Copy the stretch of the listing from "bare tree -> point" through the end of the listing, swapping "frozen lake" for "frozen pond" and changing nothing else.
---
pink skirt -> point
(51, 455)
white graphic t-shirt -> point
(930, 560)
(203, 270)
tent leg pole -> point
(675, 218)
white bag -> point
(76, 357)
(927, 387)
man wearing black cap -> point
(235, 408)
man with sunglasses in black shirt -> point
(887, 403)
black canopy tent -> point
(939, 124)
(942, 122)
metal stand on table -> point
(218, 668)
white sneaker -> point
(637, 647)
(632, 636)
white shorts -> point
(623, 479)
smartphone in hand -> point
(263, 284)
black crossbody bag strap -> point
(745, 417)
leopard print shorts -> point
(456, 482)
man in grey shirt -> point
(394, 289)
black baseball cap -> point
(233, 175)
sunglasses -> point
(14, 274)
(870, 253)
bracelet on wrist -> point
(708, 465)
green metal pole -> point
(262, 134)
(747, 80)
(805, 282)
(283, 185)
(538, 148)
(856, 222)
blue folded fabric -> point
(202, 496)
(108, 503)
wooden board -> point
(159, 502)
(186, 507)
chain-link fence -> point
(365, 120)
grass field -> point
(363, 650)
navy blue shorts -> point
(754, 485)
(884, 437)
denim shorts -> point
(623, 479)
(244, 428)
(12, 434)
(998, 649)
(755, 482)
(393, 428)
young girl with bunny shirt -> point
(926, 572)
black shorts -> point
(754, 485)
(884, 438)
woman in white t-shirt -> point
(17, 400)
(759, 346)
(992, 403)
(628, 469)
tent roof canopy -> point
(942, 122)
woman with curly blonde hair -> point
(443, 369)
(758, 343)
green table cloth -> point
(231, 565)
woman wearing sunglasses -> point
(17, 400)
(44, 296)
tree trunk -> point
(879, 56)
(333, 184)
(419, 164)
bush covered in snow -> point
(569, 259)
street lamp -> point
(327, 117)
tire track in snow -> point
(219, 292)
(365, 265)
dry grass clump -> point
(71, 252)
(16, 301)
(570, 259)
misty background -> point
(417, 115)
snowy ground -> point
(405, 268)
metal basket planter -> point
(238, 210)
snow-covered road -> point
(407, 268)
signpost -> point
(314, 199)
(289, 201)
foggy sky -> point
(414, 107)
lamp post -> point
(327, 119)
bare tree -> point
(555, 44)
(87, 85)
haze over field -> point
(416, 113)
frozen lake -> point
---
__Correct result__:
bare tree -> point
(555, 44)
(87, 85)
haze over field -> point
(416, 113)
frozen pond -> point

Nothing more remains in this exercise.